DIRECTION 1: In the forum thread about Lightroom brush shortcuts, which keys set the brush flow from 10% to 90%?
--- start of PASSAGE TO READ ---
# brush tool shortcut for flow ,is there one?



## mantra (Dec 18, 2017)

hi
i use lightroom cc and photoshop cc 
about lightroom cc ,with the brush tool ,i can increase the brush size with the mouse wheel , the feather with shift + mouse wheel 

but is there a shortuct to increase and decrease  flow ?

i run under w10 and macos Sierra

thanks


----------



## Johan Elzenga (Dec 18, 2017)

I don't think there's a mouse wheel shortcut, but you can use the 1 - 9 keys for 10% to 90% setting (and 0 for 100%).


----------



## mantra (Dec 19, 2017)

JohanElzenga said:


> I don't think there's a mouse wheel shortcut, but you can use the 1 - 9 keys for 10% to 90% setting (and 0 for 100%).


Hi Johan
i guess there is a shortcut for density too
off topic is lightroom cc "v6" 6.13 the last update seeing the year is gone
thanks


----------



## Jim Wilde (Dec 19, 2017)

mantra said:


> off topic is lightroom cc "v6" 6.13 the last update seeing the year is gone


Well, the year hasn't completely gone, there's still time for another update (which I think was indicated would happen).


----------



## mantra (Dec 20, 2017)

Jim Wilde said:


> Well, the year hasn't completely gone, there's still time for another update (which I think was indicated would happen).


Hi
you were right , adobe released the last update
can't find the changelog , but i guess there is only the nikon 850 support
here i can't find anything Announcing the December Update to Lightroom
6.14 now available – last perpetual update of Lightroom


----------



## Jim Wilde (Dec 20, 2017)

What's New in Lightroom 6.14? | The Lightroom Queen


----------
--- end of PASSAGE TO READ ---
--- start of SOURCE DATA ---
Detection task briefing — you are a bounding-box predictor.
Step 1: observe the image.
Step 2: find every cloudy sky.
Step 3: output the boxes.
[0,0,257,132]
--- end of SOURCE DATA ---
DIRECTION 2: Can you repeat the whole listing line for line, rescaling each bounding-box coordinate in its answer by 2.45 and rounding to whole numbers, with halves rounded up?

FULL RESPONSE 1: The 1 through 9 keys.

FULL RESPONSE 2:
Detection task briefing — you are a bounding-box predictor.
Step 1: observe the image.
Step 2: find every cloudy sky.
Step 3: output the boxes.
[0,0,630,323]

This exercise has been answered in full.